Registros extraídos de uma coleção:
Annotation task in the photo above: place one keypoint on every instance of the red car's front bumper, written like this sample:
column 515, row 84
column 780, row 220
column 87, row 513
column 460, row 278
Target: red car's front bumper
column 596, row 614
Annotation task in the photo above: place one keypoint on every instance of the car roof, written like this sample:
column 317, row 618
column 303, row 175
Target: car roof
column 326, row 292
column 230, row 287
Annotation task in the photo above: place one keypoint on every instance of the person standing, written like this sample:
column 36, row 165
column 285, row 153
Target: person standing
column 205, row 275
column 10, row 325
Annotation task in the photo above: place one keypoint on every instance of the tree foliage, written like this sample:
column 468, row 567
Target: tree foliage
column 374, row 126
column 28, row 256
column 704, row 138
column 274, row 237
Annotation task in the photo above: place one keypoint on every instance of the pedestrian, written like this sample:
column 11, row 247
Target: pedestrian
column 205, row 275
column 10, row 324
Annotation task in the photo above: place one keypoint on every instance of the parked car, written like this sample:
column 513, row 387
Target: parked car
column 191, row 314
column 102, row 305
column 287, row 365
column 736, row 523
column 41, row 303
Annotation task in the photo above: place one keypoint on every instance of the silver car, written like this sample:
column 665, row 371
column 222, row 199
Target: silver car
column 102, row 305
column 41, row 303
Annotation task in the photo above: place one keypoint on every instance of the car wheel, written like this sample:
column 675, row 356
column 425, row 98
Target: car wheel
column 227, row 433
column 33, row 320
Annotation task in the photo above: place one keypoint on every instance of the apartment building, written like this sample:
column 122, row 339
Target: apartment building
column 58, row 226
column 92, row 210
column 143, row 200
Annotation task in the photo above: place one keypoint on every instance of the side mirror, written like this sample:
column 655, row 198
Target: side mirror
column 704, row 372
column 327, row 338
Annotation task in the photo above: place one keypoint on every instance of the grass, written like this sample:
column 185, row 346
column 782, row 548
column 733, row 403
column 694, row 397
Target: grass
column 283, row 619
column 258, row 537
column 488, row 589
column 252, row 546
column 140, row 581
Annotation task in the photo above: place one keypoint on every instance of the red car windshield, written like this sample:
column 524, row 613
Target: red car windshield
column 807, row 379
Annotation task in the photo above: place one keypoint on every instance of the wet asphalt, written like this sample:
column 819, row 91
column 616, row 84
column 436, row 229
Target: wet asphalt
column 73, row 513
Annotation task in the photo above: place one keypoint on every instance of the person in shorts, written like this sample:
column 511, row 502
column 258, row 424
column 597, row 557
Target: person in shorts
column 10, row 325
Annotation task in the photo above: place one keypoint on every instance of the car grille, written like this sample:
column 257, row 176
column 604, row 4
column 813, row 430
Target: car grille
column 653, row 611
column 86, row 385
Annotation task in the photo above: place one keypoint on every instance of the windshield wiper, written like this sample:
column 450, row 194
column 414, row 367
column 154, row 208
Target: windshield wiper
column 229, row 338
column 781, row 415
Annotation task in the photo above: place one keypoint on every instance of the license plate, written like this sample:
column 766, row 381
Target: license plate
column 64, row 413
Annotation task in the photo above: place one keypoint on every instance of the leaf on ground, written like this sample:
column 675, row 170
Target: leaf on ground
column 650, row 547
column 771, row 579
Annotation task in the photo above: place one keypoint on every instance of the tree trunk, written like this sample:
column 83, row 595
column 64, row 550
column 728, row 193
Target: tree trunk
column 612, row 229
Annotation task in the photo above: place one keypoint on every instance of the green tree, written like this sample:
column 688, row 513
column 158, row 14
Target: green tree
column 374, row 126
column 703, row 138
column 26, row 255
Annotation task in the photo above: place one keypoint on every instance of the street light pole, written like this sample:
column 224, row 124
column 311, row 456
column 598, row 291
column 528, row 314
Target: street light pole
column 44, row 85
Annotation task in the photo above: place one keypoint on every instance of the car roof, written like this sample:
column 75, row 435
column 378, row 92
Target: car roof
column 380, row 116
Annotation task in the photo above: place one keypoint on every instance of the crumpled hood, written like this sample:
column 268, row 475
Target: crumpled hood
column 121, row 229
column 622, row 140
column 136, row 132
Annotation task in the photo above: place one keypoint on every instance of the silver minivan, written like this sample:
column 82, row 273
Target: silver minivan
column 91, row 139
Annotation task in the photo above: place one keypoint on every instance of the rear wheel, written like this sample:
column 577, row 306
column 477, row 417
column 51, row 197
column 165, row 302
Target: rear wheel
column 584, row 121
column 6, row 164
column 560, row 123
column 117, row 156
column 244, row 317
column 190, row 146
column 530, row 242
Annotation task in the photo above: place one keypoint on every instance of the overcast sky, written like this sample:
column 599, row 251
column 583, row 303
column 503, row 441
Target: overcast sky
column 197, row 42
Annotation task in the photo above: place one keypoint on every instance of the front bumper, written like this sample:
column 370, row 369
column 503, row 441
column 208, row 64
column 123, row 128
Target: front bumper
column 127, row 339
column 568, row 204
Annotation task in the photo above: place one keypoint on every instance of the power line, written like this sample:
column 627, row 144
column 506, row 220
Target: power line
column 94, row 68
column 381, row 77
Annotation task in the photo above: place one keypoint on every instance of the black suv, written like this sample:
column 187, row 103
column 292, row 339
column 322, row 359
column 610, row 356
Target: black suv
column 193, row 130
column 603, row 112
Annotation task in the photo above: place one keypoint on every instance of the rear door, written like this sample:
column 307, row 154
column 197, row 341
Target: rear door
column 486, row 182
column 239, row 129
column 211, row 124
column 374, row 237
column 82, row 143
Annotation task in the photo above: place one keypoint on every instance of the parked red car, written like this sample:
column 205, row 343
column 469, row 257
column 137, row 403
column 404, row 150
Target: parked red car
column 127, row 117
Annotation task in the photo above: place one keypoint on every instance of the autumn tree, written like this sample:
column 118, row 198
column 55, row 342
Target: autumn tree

• Instruções da tarefa: Por favor, edite os dados da linha que contém "of the power" até a linha que contém "column 127, row 117", inclusive, substituindo "rear door" por "back door" e sem mudar mais nada. Devolva somente essas linhas.

• Resultado da tarefa:
Annotation task in the photo above: place one keypoint on every instance of the power line, written like this sample:
column 627, row 144
column 506, row 220
Target: power line
column 94, row 68
column 381, row 77
Annotation task in the photo above: place one keypoint on every instance of the black suv, written like this sample:
column 187, row 103
column 292, row 339
column 322, row 359
column 610, row 356
Target: black suv
column 193, row 130
column 603, row 112
Annotation task in the photo above: place one keypoint on every instance of the back door, written like this sample:
column 307, row 154
column 197, row 341
Target: back door
column 486, row 182
column 239, row 129
column 211, row 124
column 374, row 237
column 82, row 143
Annotation task in the photo above: place one keypoint on every instance of the parked red car, written like this sample:
column 205, row 343
column 469, row 257
column 137, row 403
column 404, row 150
Target: parked red car
column 127, row 117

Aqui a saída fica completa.